AIM OF THE EXERCISE - Your answer must be an exact copy of the records below, with every picture left out.

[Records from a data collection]
▬▬▬▬▬▬▬▬▬▬
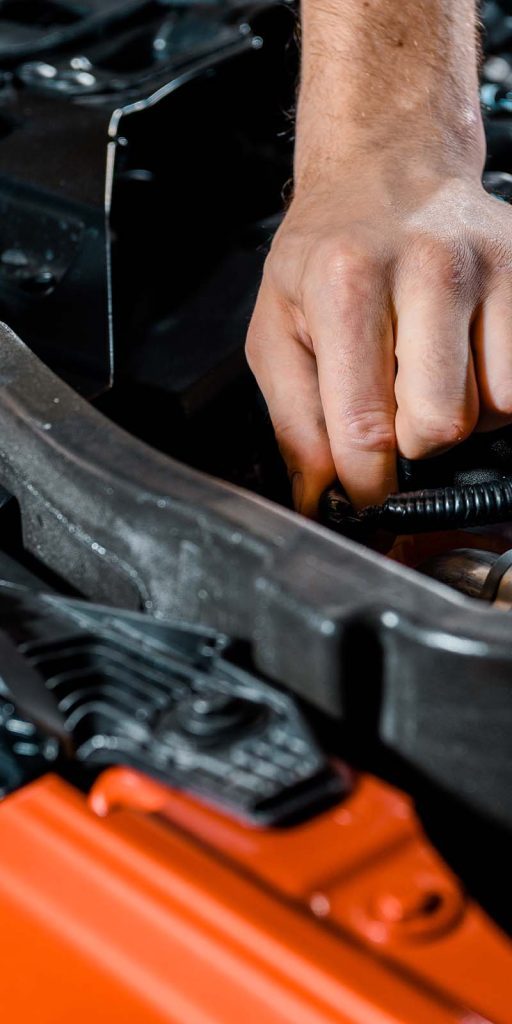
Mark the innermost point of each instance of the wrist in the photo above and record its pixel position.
(398, 142)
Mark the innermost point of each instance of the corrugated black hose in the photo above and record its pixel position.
(422, 511)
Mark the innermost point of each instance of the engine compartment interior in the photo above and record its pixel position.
(145, 157)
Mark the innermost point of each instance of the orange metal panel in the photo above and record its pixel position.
(125, 919)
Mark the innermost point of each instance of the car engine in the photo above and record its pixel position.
(192, 673)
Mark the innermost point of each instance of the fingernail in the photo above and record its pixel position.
(297, 491)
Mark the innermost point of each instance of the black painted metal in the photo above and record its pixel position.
(356, 636)
(113, 687)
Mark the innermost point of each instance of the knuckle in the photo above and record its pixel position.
(445, 263)
(438, 430)
(371, 429)
(344, 265)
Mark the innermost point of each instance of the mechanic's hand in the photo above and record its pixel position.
(383, 325)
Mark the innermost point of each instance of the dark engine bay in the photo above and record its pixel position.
(162, 606)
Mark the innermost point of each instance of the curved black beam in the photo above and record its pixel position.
(349, 631)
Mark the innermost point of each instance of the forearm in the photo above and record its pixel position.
(387, 74)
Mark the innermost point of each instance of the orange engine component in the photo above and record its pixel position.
(139, 904)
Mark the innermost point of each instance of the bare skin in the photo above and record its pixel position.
(384, 318)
▬▬▬▬▬▬▬▬▬▬
EXERCISE RESULT -
Mark the innermost point of each instance of the wrist in the photo above and record its pixel position.
(398, 142)
Mark the innermost point of each instance of the corrugated black hose in the photo above and record its pixel position.
(422, 511)
Mark the innermost point of each instance of the engine compartment interior in the photo above and record its pixel position.
(145, 157)
Mark the innermost point of each instance of the orange metal panel in the photo above and record its pixel position.
(125, 919)
Mark the innermost point of each instance of the car engine in the photo above and record its pixel position.
(192, 673)
Mark the innermost point of each instance of the fingernail in the photo above and record its pixel position.
(297, 491)
Mark the innermost point of each instance of the black painted metal in the photo above and record its pixel position.
(356, 636)
(113, 687)
Mark the innermost point of each instance of the knuckle in the photo above and record its pixel position.
(445, 263)
(438, 430)
(371, 429)
(344, 265)
Mark the innermost point of each instance of the mechanic's hand in the photo above and record its pixel position.
(383, 325)
Mark the innermost point of each instance of the dark engine bay in the photo above and record its pixel position.
(162, 606)
Mark the innermost point of each instance of the curved black beam in the photo above and record its pixel position.
(349, 631)
Mark the innermost point of each instance of the forearm in the photo above and record its pixel position.
(387, 74)
Mark the innermost point of each instance of the orange engine component in the photo above and record its pixel position.
(139, 904)
Mark the innermost point of each instance of the bare skin in the photo above and record its pixel position.
(384, 318)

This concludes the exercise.